THE TASK: Across the material below, count the lines that include the word "floor" and give only that count.

····················

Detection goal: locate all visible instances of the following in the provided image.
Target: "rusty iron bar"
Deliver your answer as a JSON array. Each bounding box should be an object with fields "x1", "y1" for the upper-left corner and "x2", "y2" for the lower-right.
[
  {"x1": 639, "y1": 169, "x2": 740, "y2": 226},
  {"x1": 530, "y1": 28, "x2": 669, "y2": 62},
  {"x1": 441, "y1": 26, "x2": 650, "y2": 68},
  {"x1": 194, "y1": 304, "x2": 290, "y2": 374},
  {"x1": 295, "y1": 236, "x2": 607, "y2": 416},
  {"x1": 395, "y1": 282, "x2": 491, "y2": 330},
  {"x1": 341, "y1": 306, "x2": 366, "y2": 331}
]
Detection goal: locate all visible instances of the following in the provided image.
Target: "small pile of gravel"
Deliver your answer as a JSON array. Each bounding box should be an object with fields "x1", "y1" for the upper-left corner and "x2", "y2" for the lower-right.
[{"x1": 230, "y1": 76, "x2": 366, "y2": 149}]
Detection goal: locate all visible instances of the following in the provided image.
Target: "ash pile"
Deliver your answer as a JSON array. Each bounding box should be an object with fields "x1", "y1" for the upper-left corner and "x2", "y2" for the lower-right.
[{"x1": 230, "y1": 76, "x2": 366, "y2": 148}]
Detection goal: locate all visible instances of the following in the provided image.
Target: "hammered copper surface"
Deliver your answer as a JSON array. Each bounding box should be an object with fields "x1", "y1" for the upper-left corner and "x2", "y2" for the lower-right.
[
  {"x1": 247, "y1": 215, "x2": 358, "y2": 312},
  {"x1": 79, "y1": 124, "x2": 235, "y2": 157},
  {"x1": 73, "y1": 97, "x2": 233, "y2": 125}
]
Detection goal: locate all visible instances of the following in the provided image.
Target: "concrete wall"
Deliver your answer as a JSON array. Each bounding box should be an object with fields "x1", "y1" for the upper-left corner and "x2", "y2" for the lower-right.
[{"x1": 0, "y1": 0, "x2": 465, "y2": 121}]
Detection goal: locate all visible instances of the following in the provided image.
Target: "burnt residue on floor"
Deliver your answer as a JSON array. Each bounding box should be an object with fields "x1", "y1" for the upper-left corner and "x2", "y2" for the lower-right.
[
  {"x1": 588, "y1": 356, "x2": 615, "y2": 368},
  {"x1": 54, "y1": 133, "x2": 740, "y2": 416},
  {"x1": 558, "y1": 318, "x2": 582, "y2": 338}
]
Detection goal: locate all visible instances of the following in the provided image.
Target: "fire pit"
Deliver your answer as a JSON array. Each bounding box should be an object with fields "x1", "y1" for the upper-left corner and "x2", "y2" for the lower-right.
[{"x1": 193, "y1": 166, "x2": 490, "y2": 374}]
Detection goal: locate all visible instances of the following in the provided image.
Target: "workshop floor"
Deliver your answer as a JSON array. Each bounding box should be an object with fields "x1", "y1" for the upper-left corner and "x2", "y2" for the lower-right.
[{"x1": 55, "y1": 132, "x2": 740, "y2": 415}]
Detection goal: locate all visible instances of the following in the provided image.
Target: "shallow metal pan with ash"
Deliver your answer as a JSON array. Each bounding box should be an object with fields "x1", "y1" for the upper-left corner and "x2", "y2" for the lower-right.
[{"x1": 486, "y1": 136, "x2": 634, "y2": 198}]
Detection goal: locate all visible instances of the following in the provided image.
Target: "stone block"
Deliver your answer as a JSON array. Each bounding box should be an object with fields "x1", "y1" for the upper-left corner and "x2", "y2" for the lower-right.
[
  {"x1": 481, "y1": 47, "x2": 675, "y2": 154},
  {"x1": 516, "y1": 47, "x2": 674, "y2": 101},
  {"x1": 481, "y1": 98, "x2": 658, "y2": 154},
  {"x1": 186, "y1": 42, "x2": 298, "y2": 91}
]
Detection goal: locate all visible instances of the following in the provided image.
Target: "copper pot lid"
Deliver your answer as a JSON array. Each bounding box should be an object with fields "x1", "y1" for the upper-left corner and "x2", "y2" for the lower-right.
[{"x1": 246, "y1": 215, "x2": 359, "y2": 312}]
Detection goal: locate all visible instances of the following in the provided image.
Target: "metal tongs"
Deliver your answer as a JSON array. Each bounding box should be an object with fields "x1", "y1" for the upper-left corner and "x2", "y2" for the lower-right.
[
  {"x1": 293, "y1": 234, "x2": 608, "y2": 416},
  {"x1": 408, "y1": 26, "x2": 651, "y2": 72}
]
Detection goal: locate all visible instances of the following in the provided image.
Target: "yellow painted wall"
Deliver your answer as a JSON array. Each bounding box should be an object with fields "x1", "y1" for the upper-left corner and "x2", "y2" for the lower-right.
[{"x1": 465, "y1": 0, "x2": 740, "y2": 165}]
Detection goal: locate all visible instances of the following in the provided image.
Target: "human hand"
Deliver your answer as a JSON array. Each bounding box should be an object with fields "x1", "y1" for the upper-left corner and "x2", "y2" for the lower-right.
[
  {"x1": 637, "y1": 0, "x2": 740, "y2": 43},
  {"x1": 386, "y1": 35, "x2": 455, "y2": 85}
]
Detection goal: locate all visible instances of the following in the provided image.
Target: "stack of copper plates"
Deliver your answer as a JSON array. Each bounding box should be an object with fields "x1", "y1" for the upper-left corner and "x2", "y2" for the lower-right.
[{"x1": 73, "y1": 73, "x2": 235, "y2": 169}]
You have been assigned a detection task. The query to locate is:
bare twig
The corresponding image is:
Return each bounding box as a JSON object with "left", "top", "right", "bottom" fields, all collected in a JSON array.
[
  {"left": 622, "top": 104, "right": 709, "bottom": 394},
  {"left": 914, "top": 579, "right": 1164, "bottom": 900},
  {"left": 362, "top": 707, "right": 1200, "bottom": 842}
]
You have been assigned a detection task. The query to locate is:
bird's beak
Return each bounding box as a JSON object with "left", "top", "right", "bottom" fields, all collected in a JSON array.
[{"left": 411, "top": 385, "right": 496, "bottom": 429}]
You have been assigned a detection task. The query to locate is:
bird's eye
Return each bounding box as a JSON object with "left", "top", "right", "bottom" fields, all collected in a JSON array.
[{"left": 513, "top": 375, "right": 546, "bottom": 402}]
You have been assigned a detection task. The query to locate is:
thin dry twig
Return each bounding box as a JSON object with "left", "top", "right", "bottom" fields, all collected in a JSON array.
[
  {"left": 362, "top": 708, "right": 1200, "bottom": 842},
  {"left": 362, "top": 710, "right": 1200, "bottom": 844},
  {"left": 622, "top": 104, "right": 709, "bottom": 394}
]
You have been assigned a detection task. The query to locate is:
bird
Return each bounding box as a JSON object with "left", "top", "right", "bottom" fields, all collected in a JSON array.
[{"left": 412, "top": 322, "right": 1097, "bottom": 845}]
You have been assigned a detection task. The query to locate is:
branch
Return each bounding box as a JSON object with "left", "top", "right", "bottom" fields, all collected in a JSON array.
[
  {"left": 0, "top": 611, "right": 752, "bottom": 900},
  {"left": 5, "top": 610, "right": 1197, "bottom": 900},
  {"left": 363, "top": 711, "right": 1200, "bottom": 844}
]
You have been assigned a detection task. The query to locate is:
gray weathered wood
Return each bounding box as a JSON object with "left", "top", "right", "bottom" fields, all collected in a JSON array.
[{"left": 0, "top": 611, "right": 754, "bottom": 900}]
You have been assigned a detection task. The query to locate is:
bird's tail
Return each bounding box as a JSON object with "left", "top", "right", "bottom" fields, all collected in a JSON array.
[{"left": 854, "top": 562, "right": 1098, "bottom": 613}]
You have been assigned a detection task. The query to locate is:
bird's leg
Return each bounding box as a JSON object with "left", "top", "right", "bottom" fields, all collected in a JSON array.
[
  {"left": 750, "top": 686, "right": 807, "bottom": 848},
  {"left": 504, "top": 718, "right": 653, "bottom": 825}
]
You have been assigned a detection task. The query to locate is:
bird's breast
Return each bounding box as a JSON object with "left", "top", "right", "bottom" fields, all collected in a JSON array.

····················

TASK RESPONSE: 2